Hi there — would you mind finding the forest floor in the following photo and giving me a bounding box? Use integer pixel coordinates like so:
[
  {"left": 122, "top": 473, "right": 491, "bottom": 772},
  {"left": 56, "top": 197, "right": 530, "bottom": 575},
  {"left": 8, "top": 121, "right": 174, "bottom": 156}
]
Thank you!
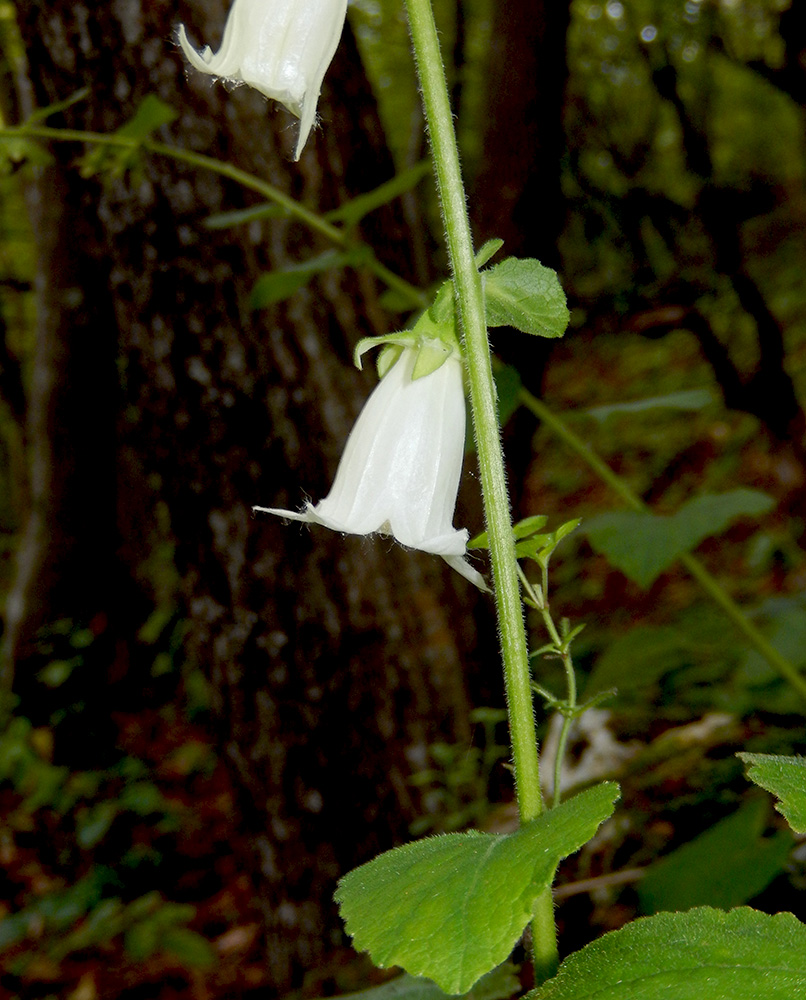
[{"left": 0, "top": 326, "right": 806, "bottom": 1000}]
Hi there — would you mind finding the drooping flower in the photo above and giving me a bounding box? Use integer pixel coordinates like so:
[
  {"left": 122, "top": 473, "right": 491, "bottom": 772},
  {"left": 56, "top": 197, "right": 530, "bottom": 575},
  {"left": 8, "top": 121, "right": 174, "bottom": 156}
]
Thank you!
[
  {"left": 253, "top": 347, "right": 487, "bottom": 590},
  {"left": 178, "top": 0, "right": 347, "bottom": 160}
]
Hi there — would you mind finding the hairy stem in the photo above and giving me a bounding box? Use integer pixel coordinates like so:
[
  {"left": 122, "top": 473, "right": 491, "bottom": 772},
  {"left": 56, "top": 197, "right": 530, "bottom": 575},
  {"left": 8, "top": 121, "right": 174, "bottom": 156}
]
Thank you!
[{"left": 406, "top": 0, "right": 557, "bottom": 982}]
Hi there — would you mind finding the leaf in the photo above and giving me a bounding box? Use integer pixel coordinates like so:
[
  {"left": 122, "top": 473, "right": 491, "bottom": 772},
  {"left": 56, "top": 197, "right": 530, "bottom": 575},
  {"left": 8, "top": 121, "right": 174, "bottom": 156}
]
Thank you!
[
  {"left": 515, "top": 517, "right": 582, "bottom": 566},
  {"left": 582, "top": 489, "right": 774, "bottom": 588},
  {"left": 475, "top": 237, "right": 504, "bottom": 267},
  {"left": 528, "top": 907, "right": 806, "bottom": 1000},
  {"left": 736, "top": 753, "right": 806, "bottom": 833},
  {"left": 312, "top": 962, "right": 521, "bottom": 1000},
  {"left": 336, "top": 783, "right": 618, "bottom": 994},
  {"left": 160, "top": 927, "right": 216, "bottom": 969},
  {"left": 638, "top": 796, "right": 806, "bottom": 913},
  {"left": 79, "top": 94, "right": 179, "bottom": 178},
  {"left": 482, "top": 257, "right": 569, "bottom": 337}
]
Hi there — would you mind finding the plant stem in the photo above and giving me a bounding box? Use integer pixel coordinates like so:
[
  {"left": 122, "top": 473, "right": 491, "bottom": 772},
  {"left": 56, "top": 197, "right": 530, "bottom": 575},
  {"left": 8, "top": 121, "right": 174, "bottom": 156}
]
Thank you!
[
  {"left": 520, "top": 389, "right": 806, "bottom": 699},
  {"left": 406, "top": 0, "right": 557, "bottom": 982}
]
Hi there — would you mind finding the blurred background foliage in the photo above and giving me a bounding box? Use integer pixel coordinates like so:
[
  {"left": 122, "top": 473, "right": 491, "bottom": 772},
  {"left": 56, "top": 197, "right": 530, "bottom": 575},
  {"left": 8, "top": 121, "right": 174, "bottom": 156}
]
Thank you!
[{"left": 0, "top": 0, "right": 806, "bottom": 1000}]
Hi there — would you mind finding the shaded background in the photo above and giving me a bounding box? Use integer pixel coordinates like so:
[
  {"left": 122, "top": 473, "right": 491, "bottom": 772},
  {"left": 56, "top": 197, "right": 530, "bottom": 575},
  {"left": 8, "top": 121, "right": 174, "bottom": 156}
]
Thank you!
[{"left": 0, "top": 0, "right": 806, "bottom": 998}]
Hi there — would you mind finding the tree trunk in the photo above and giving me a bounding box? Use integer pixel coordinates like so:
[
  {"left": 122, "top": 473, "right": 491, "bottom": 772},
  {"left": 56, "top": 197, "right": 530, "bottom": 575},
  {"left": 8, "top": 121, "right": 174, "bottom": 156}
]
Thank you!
[{"left": 9, "top": 0, "right": 494, "bottom": 990}]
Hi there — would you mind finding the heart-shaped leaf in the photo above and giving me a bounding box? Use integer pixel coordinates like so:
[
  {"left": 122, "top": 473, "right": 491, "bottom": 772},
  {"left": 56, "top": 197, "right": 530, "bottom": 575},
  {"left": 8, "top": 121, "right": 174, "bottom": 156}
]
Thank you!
[{"left": 336, "top": 783, "right": 618, "bottom": 993}]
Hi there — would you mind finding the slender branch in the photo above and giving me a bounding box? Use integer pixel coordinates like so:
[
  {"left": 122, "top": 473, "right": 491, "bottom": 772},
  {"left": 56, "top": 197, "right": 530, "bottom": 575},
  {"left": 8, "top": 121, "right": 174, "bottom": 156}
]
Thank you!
[{"left": 406, "top": 0, "right": 558, "bottom": 982}]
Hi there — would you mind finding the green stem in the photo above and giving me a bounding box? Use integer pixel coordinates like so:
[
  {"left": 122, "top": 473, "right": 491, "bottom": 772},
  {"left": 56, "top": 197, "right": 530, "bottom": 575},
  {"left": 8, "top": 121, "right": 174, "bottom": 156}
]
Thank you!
[
  {"left": 406, "top": 0, "right": 557, "bottom": 982},
  {"left": 520, "top": 389, "right": 806, "bottom": 699},
  {"left": 0, "top": 125, "right": 431, "bottom": 309}
]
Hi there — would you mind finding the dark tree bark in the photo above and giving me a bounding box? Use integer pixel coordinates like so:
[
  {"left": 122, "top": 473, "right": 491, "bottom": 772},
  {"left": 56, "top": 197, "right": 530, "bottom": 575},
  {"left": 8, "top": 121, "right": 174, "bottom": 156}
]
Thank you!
[
  {"left": 470, "top": 0, "right": 571, "bottom": 514},
  {"left": 472, "top": 0, "right": 571, "bottom": 268},
  {"left": 7, "top": 0, "right": 497, "bottom": 990}
]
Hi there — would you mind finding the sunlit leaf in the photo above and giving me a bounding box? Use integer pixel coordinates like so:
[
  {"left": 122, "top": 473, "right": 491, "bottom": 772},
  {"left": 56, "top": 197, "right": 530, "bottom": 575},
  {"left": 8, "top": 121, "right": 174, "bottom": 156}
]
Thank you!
[
  {"left": 736, "top": 753, "right": 806, "bottom": 833},
  {"left": 528, "top": 907, "right": 806, "bottom": 1000},
  {"left": 638, "top": 796, "right": 792, "bottom": 913},
  {"left": 336, "top": 783, "right": 618, "bottom": 994}
]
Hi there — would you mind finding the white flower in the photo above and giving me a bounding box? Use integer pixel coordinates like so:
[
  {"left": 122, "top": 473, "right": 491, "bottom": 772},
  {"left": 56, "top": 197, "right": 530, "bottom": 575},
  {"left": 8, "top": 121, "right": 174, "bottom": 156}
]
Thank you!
[
  {"left": 178, "top": 0, "right": 347, "bottom": 160},
  {"left": 253, "top": 347, "right": 487, "bottom": 590}
]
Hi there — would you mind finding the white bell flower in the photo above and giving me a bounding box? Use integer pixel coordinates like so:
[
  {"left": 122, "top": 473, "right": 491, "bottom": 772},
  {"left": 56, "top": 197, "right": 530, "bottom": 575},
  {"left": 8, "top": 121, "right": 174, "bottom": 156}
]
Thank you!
[
  {"left": 253, "top": 347, "right": 487, "bottom": 590},
  {"left": 178, "top": 0, "right": 347, "bottom": 160}
]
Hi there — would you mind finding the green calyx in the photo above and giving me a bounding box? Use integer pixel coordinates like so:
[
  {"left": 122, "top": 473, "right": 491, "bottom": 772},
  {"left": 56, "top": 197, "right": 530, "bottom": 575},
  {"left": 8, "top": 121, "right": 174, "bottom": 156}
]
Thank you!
[{"left": 353, "top": 292, "right": 461, "bottom": 380}]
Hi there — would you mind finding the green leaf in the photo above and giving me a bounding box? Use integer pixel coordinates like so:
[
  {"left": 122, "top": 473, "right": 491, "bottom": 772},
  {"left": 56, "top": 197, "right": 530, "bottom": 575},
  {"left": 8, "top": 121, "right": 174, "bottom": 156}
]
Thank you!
[
  {"left": 515, "top": 518, "right": 582, "bottom": 566},
  {"left": 528, "top": 907, "right": 806, "bottom": 1000},
  {"left": 160, "top": 927, "right": 216, "bottom": 969},
  {"left": 336, "top": 783, "right": 618, "bottom": 994},
  {"left": 318, "top": 964, "right": 521, "bottom": 1000},
  {"left": 475, "top": 238, "right": 504, "bottom": 267},
  {"left": 638, "top": 796, "right": 806, "bottom": 913},
  {"left": 80, "top": 94, "right": 179, "bottom": 178},
  {"left": 482, "top": 257, "right": 569, "bottom": 337},
  {"left": 582, "top": 489, "right": 774, "bottom": 588},
  {"left": 736, "top": 753, "right": 806, "bottom": 833},
  {"left": 467, "top": 514, "right": 548, "bottom": 549}
]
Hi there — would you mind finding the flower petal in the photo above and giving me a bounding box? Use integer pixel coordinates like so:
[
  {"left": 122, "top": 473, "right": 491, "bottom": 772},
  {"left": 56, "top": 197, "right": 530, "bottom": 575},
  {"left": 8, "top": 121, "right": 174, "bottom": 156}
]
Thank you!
[{"left": 177, "top": 0, "right": 347, "bottom": 160}]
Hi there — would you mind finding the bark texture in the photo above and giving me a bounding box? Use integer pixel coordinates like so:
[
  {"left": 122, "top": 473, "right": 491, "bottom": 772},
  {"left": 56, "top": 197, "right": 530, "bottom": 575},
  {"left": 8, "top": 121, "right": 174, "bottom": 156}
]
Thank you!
[{"left": 7, "top": 0, "right": 495, "bottom": 990}]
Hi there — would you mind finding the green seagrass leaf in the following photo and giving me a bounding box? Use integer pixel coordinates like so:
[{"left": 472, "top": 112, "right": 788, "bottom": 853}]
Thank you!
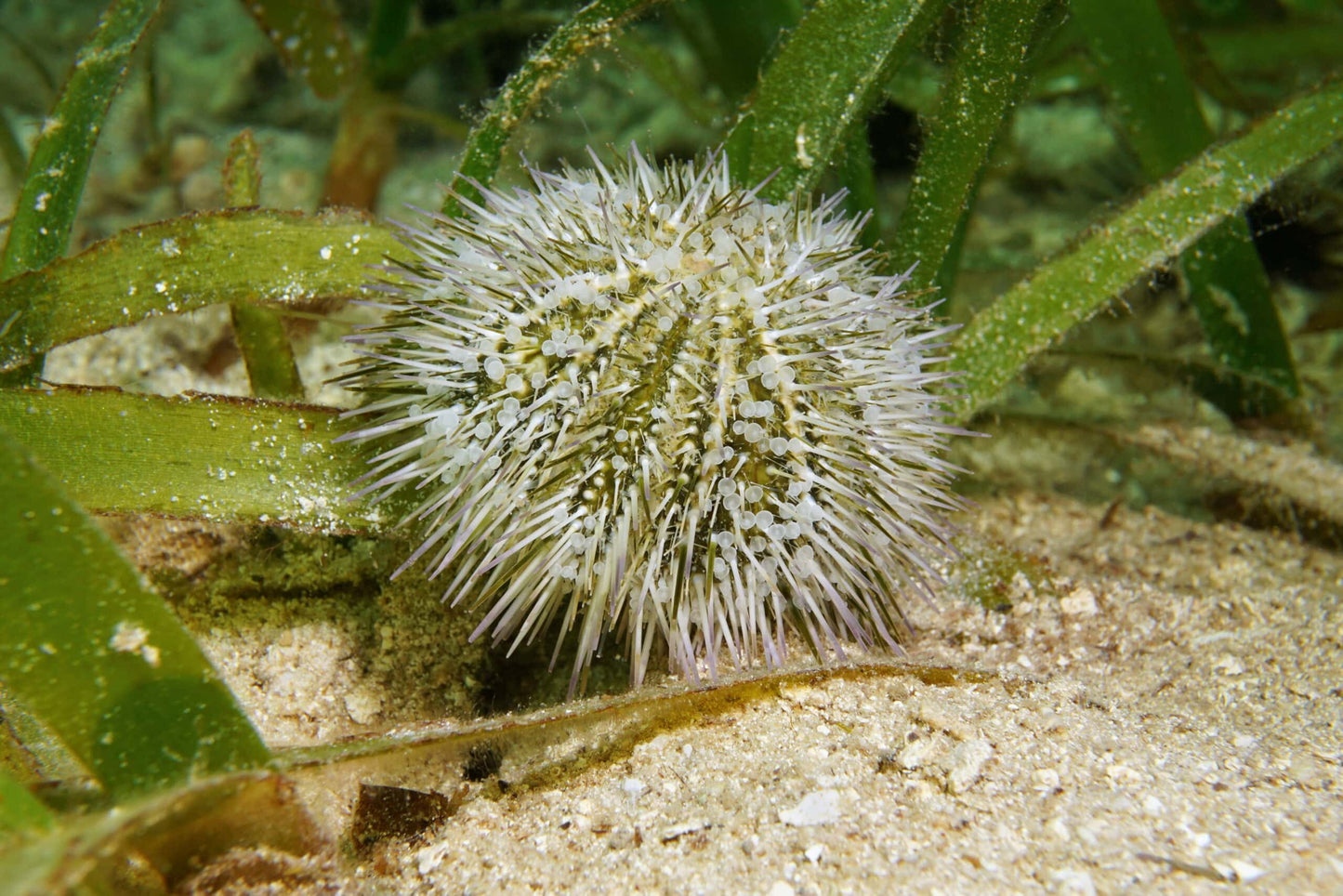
[
  {"left": 0, "top": 389, "right": 404, "bottom": 532},
  {"left": 0, "top": 208, "right": 401, "bottom": 371},
  {"left": 0, "top": 0, "right": 159, "bottom": 281},
  {"left": 727, "top": 0, "right": 945, "bottom": 199},
  {"left": 244, "top": 0, "right": 359, "bottom": 99},
  {"left": 1072, "top": 0, "right": 1301, "bottom": 398},
  {"left": 953, "top": 81, "right": 1343, "bottom": 420},
  {"left": 0, "top": 425, "right": 270, "bottom": 800},
  {"left": 443, "top": 0, "right": 658, "bottom": 217},
  {"left": 890, "top": 0, "right": 1060, "bottom": 295}
]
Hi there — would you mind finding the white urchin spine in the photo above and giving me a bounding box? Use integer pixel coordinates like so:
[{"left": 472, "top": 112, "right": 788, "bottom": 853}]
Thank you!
[{"left": 342, "top": 149, "right": 959, "bottom": 688}]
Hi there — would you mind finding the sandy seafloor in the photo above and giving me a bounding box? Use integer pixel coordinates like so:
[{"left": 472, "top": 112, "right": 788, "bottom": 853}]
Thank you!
[{"left": 133, "top": 493, "right": 1343, "bottom": 896}]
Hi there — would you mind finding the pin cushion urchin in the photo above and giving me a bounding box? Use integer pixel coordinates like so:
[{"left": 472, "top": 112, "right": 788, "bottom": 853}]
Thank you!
[{"left": 342, "top": 151, "right": 957, "bottom": 689}]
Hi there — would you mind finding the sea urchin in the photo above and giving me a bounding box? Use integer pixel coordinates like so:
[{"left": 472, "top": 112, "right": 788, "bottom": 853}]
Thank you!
[{"left": 342, "top": 149, "right": 956, "bottom": 691}]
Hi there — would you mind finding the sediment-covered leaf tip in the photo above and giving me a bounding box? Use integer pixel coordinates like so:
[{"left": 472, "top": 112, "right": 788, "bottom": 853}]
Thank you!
[{"left": 342, "top": 149, "right": 956, "bottom": 687}]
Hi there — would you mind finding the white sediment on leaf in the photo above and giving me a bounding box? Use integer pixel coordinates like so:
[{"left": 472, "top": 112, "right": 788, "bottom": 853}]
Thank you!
[{"left": 336, "top": 151, "right": 956, "bottom": 681}]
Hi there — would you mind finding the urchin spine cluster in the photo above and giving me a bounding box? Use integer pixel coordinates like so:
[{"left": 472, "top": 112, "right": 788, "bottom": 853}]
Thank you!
[{"left": 342, "top": 149, "right": 957, "bottom": 689}]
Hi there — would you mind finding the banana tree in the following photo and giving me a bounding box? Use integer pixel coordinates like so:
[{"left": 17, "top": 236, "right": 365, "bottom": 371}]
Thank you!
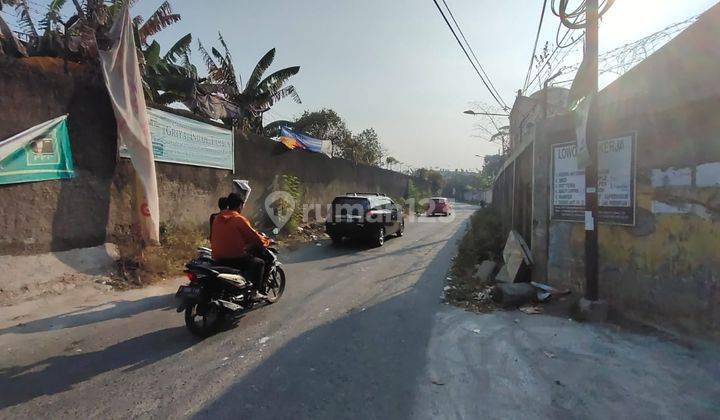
[{"left": 191, "top": 34, "right": 301, "bottom": 133}]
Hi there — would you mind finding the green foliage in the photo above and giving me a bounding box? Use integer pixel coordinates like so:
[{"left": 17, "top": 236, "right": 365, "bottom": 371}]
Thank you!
[
  {"left": 270, "top": 174, "right": 303, "bottom": 233},
  {"left": 194, "top": 34, "right": 301, "bottom": 134},
  {"left": 412, "top": 168, "right": 445, "bottom": 195},
  {"left": 402, "top": 179, "right": 424, "bottom": 212},
  {"left": 385, "top": 156, "right": 400, "bottom": 169}
]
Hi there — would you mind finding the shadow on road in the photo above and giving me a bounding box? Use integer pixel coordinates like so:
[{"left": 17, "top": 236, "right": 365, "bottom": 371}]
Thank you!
[
  {"left": 0, "top": 294, "right": 175, "bottom": 335},
  {"left": 196, "top": 220, "right": 464, "bottom": 419},
  {"left": 0, "top": 326, "right": 197, "bottom": 409}
]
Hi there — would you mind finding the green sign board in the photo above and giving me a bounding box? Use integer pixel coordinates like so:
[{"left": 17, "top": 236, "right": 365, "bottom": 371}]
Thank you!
[{"left": 0, "top": 116, "right": 75, "bottom": 184}]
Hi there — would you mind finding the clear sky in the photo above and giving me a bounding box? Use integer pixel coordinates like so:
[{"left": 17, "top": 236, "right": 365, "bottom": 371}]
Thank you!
[{"left": 5, "top": 0, "right": 716, "bottom": 169}]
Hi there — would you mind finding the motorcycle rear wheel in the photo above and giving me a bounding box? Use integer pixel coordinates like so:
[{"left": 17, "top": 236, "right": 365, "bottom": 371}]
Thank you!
[
  {"left": 266, "top": 267, "right": 285, "bottom": 303},
  {"left": 185, "top": 303, "right": 223, "bottom": 338}
]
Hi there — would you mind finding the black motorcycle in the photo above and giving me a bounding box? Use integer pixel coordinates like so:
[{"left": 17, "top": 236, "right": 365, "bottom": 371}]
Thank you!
[{"left": 175, "top": 246, "right": 285, "bottom": 337}]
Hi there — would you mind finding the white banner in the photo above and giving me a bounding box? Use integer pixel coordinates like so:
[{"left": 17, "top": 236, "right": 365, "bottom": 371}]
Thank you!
[
  {"left": 99, "top": 4, "right": 160, "bottom": 243},
  {"left": 120, "top": 108, "right": 235, "bottom": 170}
]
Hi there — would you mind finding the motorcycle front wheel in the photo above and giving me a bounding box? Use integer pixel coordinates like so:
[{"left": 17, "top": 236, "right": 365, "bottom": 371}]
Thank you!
[
  {"left": 266, "top": 267, "right": 285, "bottom": 303},
  {"left": 185, "top": 303, "right": 223, "bottom": 338}
]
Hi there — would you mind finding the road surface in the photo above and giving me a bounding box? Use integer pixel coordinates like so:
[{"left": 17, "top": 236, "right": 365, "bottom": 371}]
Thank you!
[{"left": 0, "top": 205, "right": 720, "bottom": 419}]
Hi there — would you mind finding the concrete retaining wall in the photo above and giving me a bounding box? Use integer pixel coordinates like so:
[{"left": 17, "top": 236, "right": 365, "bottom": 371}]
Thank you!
[{"left": 0, "top": 57, "right": 422, "bottom": 255}]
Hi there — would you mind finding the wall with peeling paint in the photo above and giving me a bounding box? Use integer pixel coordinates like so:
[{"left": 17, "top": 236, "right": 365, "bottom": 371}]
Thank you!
[{"left": 536, "top": 98, "right": 720, "bottom": 336}]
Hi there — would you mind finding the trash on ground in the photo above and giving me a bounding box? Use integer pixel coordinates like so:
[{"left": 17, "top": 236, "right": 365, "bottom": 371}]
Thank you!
[
  {"left": 520, "top": 305, "right": 543, "bottom": 315},
  {"left": 473, "top": 260, "right": 498, "bottom": 284},
  {"left": 503, "top": 230, "right": 533, "bottom": 283},
  {"left": 491, "top": 283, "right": 536, "bottom": 306},
  {"left": 537, "top": 290, "right": 552, "bottom": 302},
  {"left": 530, "top": 281, "right": 570, "bottom": 296}
]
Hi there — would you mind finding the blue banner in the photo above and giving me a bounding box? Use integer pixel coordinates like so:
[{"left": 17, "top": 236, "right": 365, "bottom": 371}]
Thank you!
[{"left": 0, "top": 115, "right": 75, "bottom": 184}]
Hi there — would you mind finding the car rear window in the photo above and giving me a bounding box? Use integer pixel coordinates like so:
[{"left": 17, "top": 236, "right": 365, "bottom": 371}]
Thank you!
[{"left": 332, "top": 197, "right": 370, "bottom": 216}]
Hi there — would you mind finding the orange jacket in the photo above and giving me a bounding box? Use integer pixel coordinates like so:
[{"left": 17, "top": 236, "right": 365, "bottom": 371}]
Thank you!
[{"left": 210, "top": 210, "right": 270, "bottom": 260}]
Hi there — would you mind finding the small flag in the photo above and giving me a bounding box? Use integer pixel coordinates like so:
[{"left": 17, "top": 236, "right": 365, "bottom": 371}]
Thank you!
[
  {"left": 0, "top": 115, "right": 75, "bottom": 184},
  {"left": 279, "top": 127, "right": 330, "bottom": 156},
  {"left": 568, "top": 51, "right": 595, "bottom": 169}
]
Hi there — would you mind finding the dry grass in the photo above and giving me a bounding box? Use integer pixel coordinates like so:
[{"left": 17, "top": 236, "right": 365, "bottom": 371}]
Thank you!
[
  {"left": 445, "top": 208, "right": 503, "bottom": 312},
  {"left": 117, "top": 224, "right": 208, "bottom": 287}
]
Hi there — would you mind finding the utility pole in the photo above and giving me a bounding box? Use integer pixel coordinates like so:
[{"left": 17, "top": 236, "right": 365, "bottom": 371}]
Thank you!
[{"left": 585, "top": 0, "right": 599, "bottom": 301}]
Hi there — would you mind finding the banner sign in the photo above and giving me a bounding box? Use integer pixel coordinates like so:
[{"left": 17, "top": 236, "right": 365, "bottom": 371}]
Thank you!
[
  {"left": 120, "top": 108, "right": 235, "bottom": 170},
  {"left": 0, "top": 115, "right": 75, "bottom": 184},
  {"left": 552, "top": 134, "right": 635, "bottom": 225}
]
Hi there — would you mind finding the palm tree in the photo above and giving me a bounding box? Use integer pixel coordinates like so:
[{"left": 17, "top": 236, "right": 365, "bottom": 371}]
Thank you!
[{"left": 191, "top": 34, "right": 301, "bottom": 133}]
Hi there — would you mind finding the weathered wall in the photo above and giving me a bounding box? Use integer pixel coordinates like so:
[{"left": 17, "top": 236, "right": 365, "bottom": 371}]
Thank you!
[
  {"left": 0, "top": 57, "right": 422, "bottom": 254},
  {"left": 548, "top": 100, "right": 720, "bottom": 334}
]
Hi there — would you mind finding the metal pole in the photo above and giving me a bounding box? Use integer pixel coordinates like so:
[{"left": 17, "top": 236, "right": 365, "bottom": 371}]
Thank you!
[{"left": 585, "top": 0, "right": 599, "bottom": 301}]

· · · ·

— Task objective —
Put the lines above, from the line containing "Hi there — would you mind finding the metal" through the final line, into a numbered list, omitting any blank lines.

— Output of the exercise —
1. Hi there — would you mind finding the metal pole in the photo above and giving me a bounding box? Use integer pixel coordinates like so:
2. [{"left": 17, "top": 236, "right": 365, "bottom": 371}]
3. Thank you!
4. [{"left": 585, "top": 0, "right": 599, "bottom": 301}]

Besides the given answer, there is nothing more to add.